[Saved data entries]

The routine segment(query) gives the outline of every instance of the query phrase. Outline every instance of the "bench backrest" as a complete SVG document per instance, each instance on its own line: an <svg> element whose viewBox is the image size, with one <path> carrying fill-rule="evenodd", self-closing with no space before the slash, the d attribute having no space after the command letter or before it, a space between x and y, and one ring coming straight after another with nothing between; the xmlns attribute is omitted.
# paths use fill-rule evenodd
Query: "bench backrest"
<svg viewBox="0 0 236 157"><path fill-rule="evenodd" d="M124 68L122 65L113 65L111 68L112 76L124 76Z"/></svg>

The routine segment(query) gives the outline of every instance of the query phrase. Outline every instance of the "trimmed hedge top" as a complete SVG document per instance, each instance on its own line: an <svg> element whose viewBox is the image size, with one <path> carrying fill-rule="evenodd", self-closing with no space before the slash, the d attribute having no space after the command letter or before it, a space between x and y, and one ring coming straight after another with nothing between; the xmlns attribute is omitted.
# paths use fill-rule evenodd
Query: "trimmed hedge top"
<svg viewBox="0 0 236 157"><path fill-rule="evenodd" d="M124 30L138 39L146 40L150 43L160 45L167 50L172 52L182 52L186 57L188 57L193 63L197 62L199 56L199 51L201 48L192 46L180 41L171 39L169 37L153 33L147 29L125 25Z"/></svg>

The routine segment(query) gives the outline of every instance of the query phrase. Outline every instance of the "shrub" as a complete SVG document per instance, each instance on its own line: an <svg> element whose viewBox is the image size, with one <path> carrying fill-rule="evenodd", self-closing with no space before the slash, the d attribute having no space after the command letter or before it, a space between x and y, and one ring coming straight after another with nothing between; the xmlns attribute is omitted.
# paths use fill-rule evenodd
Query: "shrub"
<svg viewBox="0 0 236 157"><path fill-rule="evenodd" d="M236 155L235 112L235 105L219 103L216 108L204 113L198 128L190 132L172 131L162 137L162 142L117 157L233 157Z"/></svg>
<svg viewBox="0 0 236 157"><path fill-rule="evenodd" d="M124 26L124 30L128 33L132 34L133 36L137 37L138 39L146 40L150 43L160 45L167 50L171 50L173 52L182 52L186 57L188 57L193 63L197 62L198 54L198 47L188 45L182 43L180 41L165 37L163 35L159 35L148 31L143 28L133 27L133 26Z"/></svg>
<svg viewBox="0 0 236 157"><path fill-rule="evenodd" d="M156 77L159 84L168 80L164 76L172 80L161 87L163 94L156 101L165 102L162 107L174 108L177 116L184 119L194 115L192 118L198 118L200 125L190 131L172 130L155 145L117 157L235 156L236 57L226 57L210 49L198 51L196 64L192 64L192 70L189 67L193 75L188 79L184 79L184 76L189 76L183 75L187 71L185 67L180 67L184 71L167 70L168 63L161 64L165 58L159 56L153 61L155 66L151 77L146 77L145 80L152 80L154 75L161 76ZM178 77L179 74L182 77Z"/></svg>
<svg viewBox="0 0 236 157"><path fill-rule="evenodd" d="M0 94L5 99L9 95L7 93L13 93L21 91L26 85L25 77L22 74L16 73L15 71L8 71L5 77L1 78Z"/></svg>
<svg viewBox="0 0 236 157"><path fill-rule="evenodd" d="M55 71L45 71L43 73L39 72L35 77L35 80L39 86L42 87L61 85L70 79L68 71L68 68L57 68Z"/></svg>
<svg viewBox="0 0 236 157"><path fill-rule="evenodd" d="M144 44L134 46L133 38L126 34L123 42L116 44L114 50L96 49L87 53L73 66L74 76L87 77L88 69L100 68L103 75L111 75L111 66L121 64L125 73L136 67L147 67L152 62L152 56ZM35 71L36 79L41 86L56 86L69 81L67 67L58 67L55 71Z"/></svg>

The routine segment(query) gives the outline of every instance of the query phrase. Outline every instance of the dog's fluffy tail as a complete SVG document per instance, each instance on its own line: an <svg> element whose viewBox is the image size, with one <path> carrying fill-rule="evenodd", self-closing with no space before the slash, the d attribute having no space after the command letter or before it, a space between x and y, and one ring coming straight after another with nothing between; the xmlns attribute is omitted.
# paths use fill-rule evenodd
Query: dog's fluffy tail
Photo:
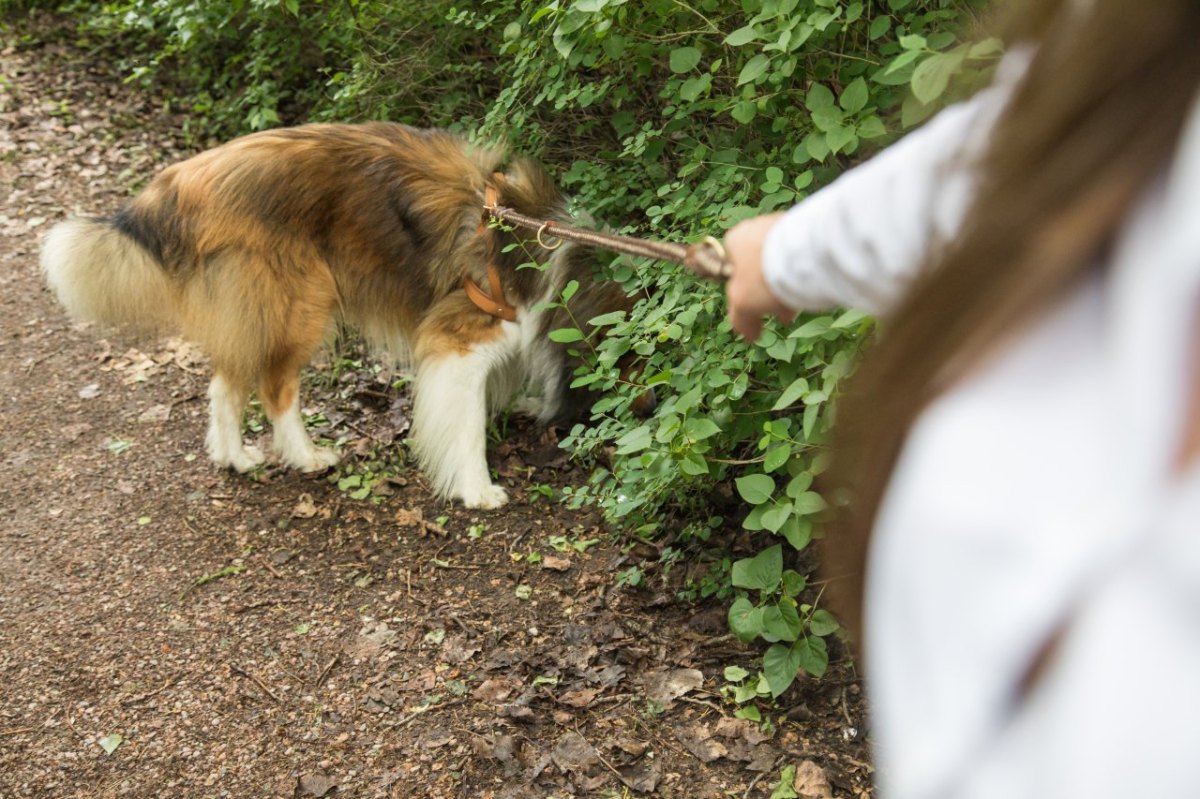
<svg viewBox="0 0 1200 799"><path fill-rule="evenodd" d="M171 280L140 244L102 219L69 219L42 242L42 274L75 319L156 330L171 319Z"/></svg>

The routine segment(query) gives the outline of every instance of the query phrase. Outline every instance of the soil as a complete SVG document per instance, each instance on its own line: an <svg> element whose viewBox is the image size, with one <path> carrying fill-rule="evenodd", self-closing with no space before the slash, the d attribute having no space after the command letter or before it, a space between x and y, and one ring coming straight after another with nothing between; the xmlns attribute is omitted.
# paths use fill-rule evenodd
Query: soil
<svg viewBox="0 0 1200 799"><path fill-rule="evenodd" d="M764 725L735 718L723 670L761 650L723 603L677 598L702 564L655 572L655 545L553 500L586 477L553 430L503 425L505 508L439 502L403 462L407 395L350 349L306 409L344 468L208 463L202 355L72 324L37 266L58 219L188 155L184 119L16 37L0 29L0 797L870 795L849 662Z"/></svg>

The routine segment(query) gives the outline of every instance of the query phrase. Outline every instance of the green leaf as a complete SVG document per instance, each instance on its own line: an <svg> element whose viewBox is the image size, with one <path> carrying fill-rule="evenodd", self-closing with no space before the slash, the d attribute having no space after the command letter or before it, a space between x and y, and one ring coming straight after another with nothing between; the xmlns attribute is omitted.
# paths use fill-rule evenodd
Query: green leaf
<svg viewBox="0 0 1200 799"><path fill-rule="evenodd" d="M824 639L818 638L818 641ZM796 645L772 644L763 655L763 675L771 688L771 697L778 699L791 687L800 672L801 655Z"/></svg>
<svg viewBox="0 0 1200 799"><path fill-rule="evenodd" d="M746 62L746 66L742 67L742 71L738 74L737 85L741 86L751 81L757 80L767 71L767 67L771 65L771 59L767 58L762 53L754 56Z"/></svg>
<svg viewBox="0 0 1200 799"><path fill-rule="evenodd" d="M871 20L871 27L867 28L867 37L871 41L875 41L883 34L892 29L892 18L886 14L880 14Z"/></svg>
<svg viewBox="0 0 1200 799"><path fill-rule="evenodd" d="M967 58L993 58L1004 52L1004 42L995 36L976 42L967 51Z"/></svg>
<svg viewBox="0 0 1200 799"><path fill-rule="evenodd" d="M568 281L567 285L563 286L562 301L570 302L571 298L575 296L575 292L577 292L577 291L579 291L579 281L578 280Z"/></svg>
<svg viewBox="0 0 1200 799"><path fill-rule="evenodd" d="M783 573L783 594L784 596L795 597L800 594L808 585L808 580L804 575L793 569L788 569Z"/></svg>
<svg viewBox="0 0 1200 799"><path fill-rule="evenodd" d="M779 399L775 400L775 404L771 406L773 411L781 411L791 405L794 405L796 400L808 392L808 380L803 377L797 377L791 384L783 390L779 395Z"/></svg>
<svg viewBox="0 0 1200 799"><path fill-rule="evenodd" d="M859 122L855 130L858 132L860 139L878 139L881 136L887 135L887 128L884 127L879 117L874 114Z"/></svg>
<svg viewBox="0 0 1200 799"><path fill-rule="evenodd" d="M733 600L729 606L729 629L742 641L749 643L762 632L762 608L744 596Z"/></svg>
<svg viewBox="0 0 1200 799"><path fill-rule="evenodd" d="M712 419L699 417L688 419L684 422L683 431L693 441L703 441L721 432L721 427Z"/></svg>
<svg viewBox="0 0 1200 799"><path fill-rule="evenodd" d="M828 87L820 83L814 83L808 89L808 97L804 100L804 107L810 112L817 111L822 108L833 107L833 92Z"/></svg>
<svg viewBox="0 0 1200 799"><path fill-rule="evenodd" d="M812 472L800 472L788 482L784 493L786 493L792 499L795 499L807 491L812 485L812 482Z"/></svg>
<svg viewBox="0 0 1200 799"><path fill-rule="evenodd" d="M695 102L700 95L704 94L712 86L712 75L707 72L703 75L694 78L688 78L679 87L679 99L686 102Z"/></svg>
<svg viewBox="0 0 1200 799"><path fill-rule="evenodd" d="M104 754L111 755L117 751L117 747L125 743L125 739L114 732L112 735L104 736L96 743L100 744L100 748L104 750Z"/></svg>
<svg viewBox="0 0 1200 799"><path fill-rule="evenodd" d="M816 338L817 336L823 336L829 332L831 322L832 320L828 316L818 316L816 319L809 319L788 335L791 338Z"/></svg>
<svg viewBox="0 0 1200 799"><path fill-rule="evenodd" d="M784 766L779 772L779 784L771 791L769 799L798 799L799 796L796 793L796 767Z"/></svg>
<svg viewBox="0 0 1200 799"><path fill-rule="evenodd" d="M669 59L672 72L690 72L700 63L700 51L695 47L677 47Z"/></svg>
<svg viewBox="0 0 1200 799"><path fill-rule="evenodd" d="M283 5L293 17L300 16L300 0L283 0Z"/></svg>
<svg viewBox="0 0 1200 799"><path fill-rule="evenodd" d="M829 668L829 650L824 638L806 635L793 644L792 649L801 668L818 679L825 676L825 670Z"/></svg>
<svg viewBox="0 0 1200 799"><path fill-rule="evenodd" d="M794 201L796 195L793 194L791 191L784 190L784 191L779 192L779 196L782 196L783 198L785 198L790 204L790 202ZM795 354L796 354L796 341L794 339L781 338L778 341L776 341L774 344L772 344L771 346L767 347L767 355L770 355L772 358L775 358L776 360L786 361L788 363L791 363L792 356L794 356Z"/></svg>
<svg viewBox="0 0 1200 799"><path fill-rule="evenodd" d="M747 474L733 481L738 494L751 505L761 505L775 493L775 480L766 474Z"/></svg>
<svg viewBox="0 0 1200 799"><path fill-rule="evenodd" d="M855 78L842 91L842 96L838 98L838 103L842 108L846 109L846 113L857 114L867 107L868 98L867 82L862 78Z"/></svg>
<svg viewBox="0 0 1200 799"><path fill-rule="evenodd" d="M836 105L827 105L812 110L813 125L825 133L845 127L842 124L842 120L845 118L846 112L842 111Z"/></svg>
<svg viewBox="0 0 1200 799"><path fill-rule="evenodd" d="M821 418L820 404L814 403L804 409L804 420L802 422L802 425L804 427L804 440L805 441L812 440L813 431L817 429L817 420L820 418Z"/></svg>
<svg viewBox="0 0 1200 799"><path fill-rule="evenodd" d="M729 115L743 125L749 125L758 115L758 107L750 100L742 100L729 111Z"/></svg>
<svg viewBox="0 0 1200 799"><path fill-rule="evenodd" d="M753 588L770 593L783 577L783 547L776 544L752 558L734 561L730 580L738 588Z"/></svg>
<svg viewBox="0 0 1200 799"><path fill-rule="evenodd" d="M801 519L799 516L793 514L784 523L779 534L787 539L792 549L799 552L812 541L812 522L808 519Z"/></svg>
<svg viewBox="0 0 1200 799"><path fill-rule="evenodd" d="M787 463L791 457L792 446L790 444L779 444L767 450L767 454L763 458L763 469L773 472Z"/></svg>
<svg viewBox="0 0 1200 799"><path fill-rule="evenodd" d="M764 529L770 530L772 533L778 533L792 515L792 505L790 502L783 502L778 505L772 505L768 510L763 512L762 526Z"/></svg>
<svg viewBox="0 0 1200 799"><path fill-rule="evenodd" d="M703 455L689 452L679 462L679 470L692 477L699 477L708 474L708 461L704 460Z"/></svg>
<svg viewBox="0 0 1200 799"><path fill-rule="evenodd" d="M815 491L805 491L796 498L796 512L800 516L810 516L826 509L826 501Z"/></svg>
<svg viewBox="0 0 1200 799"><path fill-rule="evenodd" d="M918 64L912 74L913 96L926 105L941 97L950 85L950 78L962 66L964 55L962 50L934 53Z"/></svg>
<svg viewBox="0 0 1200 799"><path fill-rule="evenodd" d="M832 152L840 153L843 150L849 152L858 144L858 137L854 135L854 128L847 125L826 133L825 141L829 143L829 149Z"/></svg>
<svg viewBox="0 0 1200 799"><path fill-rule="evenodd" d="M750 672L743 669L741 666L726 666L725 680L726 682L741 682L750 676Z"/></svg>
<svg viewBox="0 0 1200 799"><path fill-rule="evenodd" d="M834 319L833 324L831 324L830 327L834 330L846 330L847 328L854 327L866 318L867 314L863 313L862 311L846 311L837 319Z"/></svg>
<svg viewBox="0 0 1200 799"><path fill-rule="evenodd" d="M824 162L829 156L829 145L825 141L825 134L817 130L809 131L809 134L804 137L804 148L817 161Z"/></svg>
<svg viewBox="0 0 1200 799"><path fill-rule="evenodd" d="M903 53L892 59L891 63L887 65L887 68L883 70L883 74L886 76L900 73L905 67L915 62L924 54L925 53L923 50L905 50ZM876 79L878 80L878 76L876 76Z"/></svg>
<svg viewBox="0 0 1200 799"><path fill-rule="evenodd" d="M827 610L814 610L812 616L808 620L808 629L813 635L824 637L833 635L841 627L833 614Z"/></svg>
<svg viewBox="0 0 1200 799"><path fill-rule="evenodd" d="M593 316L588 320L588 324L592 327L604 327L605 325L615 325L624 319L624 311L610 311L609 313L602 313L599 316Z"/></svg>
<svg viewBox="0 0 1200 799"><path fill-rule="evenodd" d="M570 344L573 341L583 341L583 331L574 327L560 327L550 331L550 340L559 344Z"/></svg>
<svg viewBox="0 0 1200 799"><path fill-rule="evenodd" d="M730 47L741 47L743 44L749 44L758 36L758 28L753 25L747 25L744 28L738 28L733 33L725 37L725 44Z"/></svg>
<svg viewBox="0 0 1200 799"><path fill-rule="evenodd" d="M649 427L646 425L635 427L617 439L617 454L628 455L633 452L641 452L650 446L653 441L654 439L650 435Z"/></svg>
<svg viewBox="0 0 1200 799"><path fill-rule="evenodd" d="M776 641L795 641L800 637L800 615L796 612L796 604L791 600L777 602L763 608L763 639L771 643Z"/></svg>

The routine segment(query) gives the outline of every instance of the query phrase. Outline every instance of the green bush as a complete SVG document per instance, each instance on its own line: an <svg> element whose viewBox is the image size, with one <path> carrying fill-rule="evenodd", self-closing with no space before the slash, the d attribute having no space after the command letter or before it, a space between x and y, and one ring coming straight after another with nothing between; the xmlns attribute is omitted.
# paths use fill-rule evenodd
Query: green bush
<svg viewBox="0 0 1200 799"><path fill-rule="evenodd" d="M524 8L524 11L519 11ZM974 4L835 0L686 3L576 0L513 4L500 52L505 87L483 130L532 143L569 164L582 208L620 229L694 241L747 216L788 207L850 163L923 120L994 63L995 41L958 45ZM856 312L773 325L747 345L725 319L719 287L681 268L618 260L612 274L650 299L581 333L595 366L577 385L606 391L590 425L563 442L609 465L570 492L654 536L705 539L712 497L732 481L750 507L742 526L763 552L732 564L729 621L770 644L759 689L775 696L798 669L820 675L837 629L802 601L805 579L784 552L803 550L825 501L830 403L872 321ZM581 320L587 322L587 320ZM603 338L596 332L604 328ZM640 383L660 402L629 411L641 387L616 362L642 358ZM683 521L680 521L683 520Z"/></svg>
<svg viewBox="0 0 1200 799"><path fill-rule="evenodd" d="M131 79L165 82L204 141L303 119L387 118L509 141L555 168L612 228L693 241L827 184L986 77L970 40L982 0L123 0L67 4L82 35L122 42ZM830 406L872 320L769 326L747 345L719 287L620 258L648 299L578 320L606 391L564 446L597 464L569 501L637 534L708 540L732 485L761 552L717 557L696 587L731 600L733 631L770 646L738 698L820 675L837 630L795 565L825 507L813 491ZM603 337L597 335L604 331ZM616 362L641 358L637 384ZM651 385L653 418L632 400ZM611 453L611 457L610 457ZM730 505L731 503L726 503ZM664 560L680 557L678 545ZM641 579L641 573L638 573Z"/></svg>

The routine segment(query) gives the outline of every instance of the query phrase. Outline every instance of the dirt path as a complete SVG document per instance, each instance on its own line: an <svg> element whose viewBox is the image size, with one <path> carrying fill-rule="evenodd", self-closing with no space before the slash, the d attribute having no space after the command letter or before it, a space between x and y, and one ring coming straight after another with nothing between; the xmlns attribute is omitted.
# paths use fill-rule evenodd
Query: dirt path
<svg viewBox="0 0 1200 799"><path fill-rule="evenodd" d="M52 47L0 75L0 797L766 797L805 761L866 791L846 667L735 719L755 650L682 567L615 586L653 552L545 499L579 479L552 437L494 448L502 512L438 503L395 468L403 392L335 362L310 396L346 472L213 468L203 359L72 326L37 272L181 120Z"/></svg>

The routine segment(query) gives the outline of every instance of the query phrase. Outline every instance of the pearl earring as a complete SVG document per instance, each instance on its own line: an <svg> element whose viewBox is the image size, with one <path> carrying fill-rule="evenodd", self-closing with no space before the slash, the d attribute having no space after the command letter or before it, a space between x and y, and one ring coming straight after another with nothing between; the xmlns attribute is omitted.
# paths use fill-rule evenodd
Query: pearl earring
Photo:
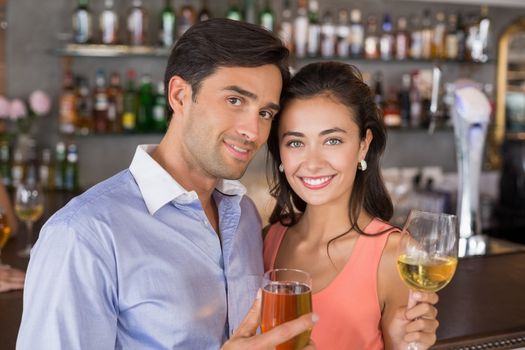
<svg viewBox="0 0 525 350"><path fill-rule="evenodd" d="M367 167L368 167L368 164L366 164L366 160L364 159L361 159L359 163L357 164L357 169L361 171L365 171Z"/></svg>
<svg viewBox="0 0 525 350"><path fill-rule="evenodd" d="M284 173L284 166L283 163L279 164L279 172Z"/></svg>

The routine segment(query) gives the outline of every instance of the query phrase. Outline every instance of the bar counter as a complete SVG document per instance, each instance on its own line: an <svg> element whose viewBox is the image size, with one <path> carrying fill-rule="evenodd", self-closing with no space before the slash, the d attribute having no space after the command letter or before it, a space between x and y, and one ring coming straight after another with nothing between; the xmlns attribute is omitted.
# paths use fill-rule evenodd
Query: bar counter
<svg viewBox="0 0 525 350"><path fill-rule="evenodd" d="M27 268L28 259L16 255L24 242L20 234L6 244L4 263ZM461 258L454 279L439 292L440 326L432 349L525 349L525 247L498 240L491 246L498 254ZM22 296L0 293L0 349L15 349Z"/></svg>

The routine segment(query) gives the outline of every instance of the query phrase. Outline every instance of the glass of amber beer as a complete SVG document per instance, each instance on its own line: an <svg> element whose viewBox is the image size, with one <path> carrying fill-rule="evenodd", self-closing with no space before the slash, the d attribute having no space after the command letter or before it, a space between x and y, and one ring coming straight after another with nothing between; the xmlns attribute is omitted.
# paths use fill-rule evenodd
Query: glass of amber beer
<svg viewBox="0 0 525 350"><path fill-rule="evenodd" d="M275 269L264 274L262 292L262 332L312 312L312 279L301 270ZM310 331L277 346L276 350L302 349Z"/></svg>

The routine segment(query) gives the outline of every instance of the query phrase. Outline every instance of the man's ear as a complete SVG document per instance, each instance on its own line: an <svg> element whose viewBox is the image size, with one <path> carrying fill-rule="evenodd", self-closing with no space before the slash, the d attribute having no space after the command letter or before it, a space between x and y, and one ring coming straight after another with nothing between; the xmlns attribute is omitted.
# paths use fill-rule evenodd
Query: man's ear
<svg viewBox="0 0 525 350"><path fill-rule="evenodd" d="M168 85L168 102L174 115L181 115L188 98L191 98L190 84L178 75L171 77Z"/></svg>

Work task :: If a line in the records includes the string "tail", copy it.

Result of the exercise ::
The routine segment(query) gives the outline of every instance of the query phrase. Outline every instance of the dog's fluffy tail as a complete SVG document per instance, each instance on its own line: an <svg> element whose viewBox is the image size, with one <path> carrying fill-rule="evenodd", self-closing with no space before the slash, the d attribute having no space after the command letter or before it, a space between x and y, and one ring coming straight after another with nothing between; the xmlns attribute is omitted.
Query: dog's fluffy tail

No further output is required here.